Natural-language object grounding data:
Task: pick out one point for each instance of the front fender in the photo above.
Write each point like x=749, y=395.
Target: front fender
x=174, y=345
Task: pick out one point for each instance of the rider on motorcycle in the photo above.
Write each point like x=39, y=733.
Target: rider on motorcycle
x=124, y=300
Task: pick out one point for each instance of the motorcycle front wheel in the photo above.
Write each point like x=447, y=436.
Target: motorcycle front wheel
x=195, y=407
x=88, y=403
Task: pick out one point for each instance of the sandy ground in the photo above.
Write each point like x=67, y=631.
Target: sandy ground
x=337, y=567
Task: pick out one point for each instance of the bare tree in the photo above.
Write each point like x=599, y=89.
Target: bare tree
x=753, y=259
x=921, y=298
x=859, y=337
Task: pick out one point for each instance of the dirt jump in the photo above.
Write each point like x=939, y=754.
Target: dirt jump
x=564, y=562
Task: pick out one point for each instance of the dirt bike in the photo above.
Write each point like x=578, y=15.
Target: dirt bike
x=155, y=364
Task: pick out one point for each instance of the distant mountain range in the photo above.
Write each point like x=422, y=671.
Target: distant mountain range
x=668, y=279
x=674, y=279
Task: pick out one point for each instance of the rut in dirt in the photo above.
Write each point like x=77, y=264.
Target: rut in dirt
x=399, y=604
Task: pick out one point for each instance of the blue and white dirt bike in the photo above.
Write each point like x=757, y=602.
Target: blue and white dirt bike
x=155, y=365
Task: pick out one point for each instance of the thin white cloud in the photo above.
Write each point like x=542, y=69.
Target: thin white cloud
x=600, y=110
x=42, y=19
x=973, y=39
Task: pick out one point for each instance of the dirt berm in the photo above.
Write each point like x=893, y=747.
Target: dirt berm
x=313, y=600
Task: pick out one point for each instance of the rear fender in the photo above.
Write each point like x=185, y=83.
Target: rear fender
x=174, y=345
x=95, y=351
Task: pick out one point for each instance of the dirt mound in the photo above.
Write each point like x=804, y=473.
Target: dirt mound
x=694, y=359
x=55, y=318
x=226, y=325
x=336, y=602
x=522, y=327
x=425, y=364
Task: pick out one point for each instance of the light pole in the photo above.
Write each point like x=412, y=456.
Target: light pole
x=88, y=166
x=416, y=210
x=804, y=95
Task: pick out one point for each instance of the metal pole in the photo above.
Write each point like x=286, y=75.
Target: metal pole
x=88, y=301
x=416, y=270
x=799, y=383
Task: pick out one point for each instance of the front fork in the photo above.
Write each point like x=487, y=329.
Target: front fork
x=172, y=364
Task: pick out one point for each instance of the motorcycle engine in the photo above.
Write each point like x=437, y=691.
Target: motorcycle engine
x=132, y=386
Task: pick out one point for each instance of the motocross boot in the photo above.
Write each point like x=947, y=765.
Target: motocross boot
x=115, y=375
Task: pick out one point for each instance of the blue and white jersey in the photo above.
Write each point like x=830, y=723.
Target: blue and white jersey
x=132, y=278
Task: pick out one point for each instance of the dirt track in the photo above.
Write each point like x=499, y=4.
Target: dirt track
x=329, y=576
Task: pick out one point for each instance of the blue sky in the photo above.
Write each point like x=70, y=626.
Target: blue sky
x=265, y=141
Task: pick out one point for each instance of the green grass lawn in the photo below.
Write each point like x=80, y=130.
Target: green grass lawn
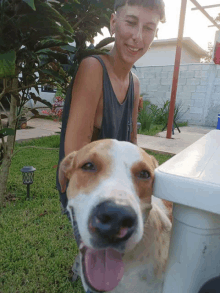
x=37, y=247
x=154, y=129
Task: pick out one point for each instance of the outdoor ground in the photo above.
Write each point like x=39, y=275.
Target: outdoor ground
x=37, y=247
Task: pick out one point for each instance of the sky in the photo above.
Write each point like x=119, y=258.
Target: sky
x=196, y=23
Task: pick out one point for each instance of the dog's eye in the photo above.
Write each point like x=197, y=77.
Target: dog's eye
x=88, y=167
x=144, y=174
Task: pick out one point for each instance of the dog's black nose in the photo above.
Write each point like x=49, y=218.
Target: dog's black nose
x=113, y=222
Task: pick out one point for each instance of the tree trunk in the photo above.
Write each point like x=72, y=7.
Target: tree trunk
x=9, y=145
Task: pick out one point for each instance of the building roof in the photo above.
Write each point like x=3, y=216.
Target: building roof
x=187, y=42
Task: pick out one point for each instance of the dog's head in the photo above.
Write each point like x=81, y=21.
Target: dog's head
x=110, y=187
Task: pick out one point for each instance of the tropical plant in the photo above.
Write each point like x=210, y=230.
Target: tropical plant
x=154, y=114
x=35, y=49
x=26, y=28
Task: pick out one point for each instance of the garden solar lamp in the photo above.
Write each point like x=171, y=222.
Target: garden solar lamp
x=28, y=177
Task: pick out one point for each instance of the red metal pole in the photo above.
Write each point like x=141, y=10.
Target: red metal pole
x=176, y=68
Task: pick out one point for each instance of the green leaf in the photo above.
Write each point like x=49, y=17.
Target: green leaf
x=38, y=99
x=69, y=48
x=6, y=132
x=30, y=3
x=48, y=43
x=53, y=74
x=34, y=111
x=7, y=64
x=3, y=116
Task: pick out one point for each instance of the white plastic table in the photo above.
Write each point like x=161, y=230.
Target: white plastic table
x=191, y=180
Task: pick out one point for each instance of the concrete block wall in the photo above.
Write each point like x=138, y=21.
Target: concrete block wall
x=198, y=90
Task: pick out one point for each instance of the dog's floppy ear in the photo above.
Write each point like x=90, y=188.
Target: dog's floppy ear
x=65, y=170
x=155, y=163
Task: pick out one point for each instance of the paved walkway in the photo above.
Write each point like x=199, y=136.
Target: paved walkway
x=158, y=143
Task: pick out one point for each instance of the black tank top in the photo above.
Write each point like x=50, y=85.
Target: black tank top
x=116, y=121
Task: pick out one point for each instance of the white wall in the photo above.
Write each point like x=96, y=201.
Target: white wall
x=198, y=90
x=165, y=55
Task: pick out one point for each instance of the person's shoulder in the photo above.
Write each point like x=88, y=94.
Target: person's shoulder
x=89, y=71
x=136, y=85
x=90, y=63
x=135, y=79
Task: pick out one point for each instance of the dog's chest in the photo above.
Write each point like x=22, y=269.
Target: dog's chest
x=140, y=279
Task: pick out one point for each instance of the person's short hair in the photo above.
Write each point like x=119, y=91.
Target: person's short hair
x=157, y=5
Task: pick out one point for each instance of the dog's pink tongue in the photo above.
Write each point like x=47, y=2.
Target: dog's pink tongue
x=104, y=268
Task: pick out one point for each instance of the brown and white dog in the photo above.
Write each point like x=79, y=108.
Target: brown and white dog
x=125, y=231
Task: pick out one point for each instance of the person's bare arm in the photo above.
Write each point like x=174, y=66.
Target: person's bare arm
x=86, y=92
x=135, y=109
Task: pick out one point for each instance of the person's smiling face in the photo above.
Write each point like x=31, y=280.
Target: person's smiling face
x=135, y=28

Activity:
An exact copy of the lines above between the line holding "Target: black tank top" and the line holding "Write each point like x=119, y=91.", inclusive, is the whole answer.

Written solution:
Target: black tank top
x=116, y=121
Task: pick out one point for each instance of the white wall in the photo above.
Write each point like x=96, y=201.
Target: white wall
x=198, y=90
x=165, y=55
Task: pick out one point for each instance of the person's shoulder in the photo above.
Write each point like x=88, y=94.
Target: person's shoulder
x=89, y=71
x=136, y=85
x=90, y=63
x=135, y=79
Task: pick out one point for each instance of the dog's chest in the photo above.
Write each point like x=22, y=269.
Target: dog's chest
x=140, y=279
Task: pick out one point for each instance of the person's short hair in the photo above.
Write each point like x=119, y=91.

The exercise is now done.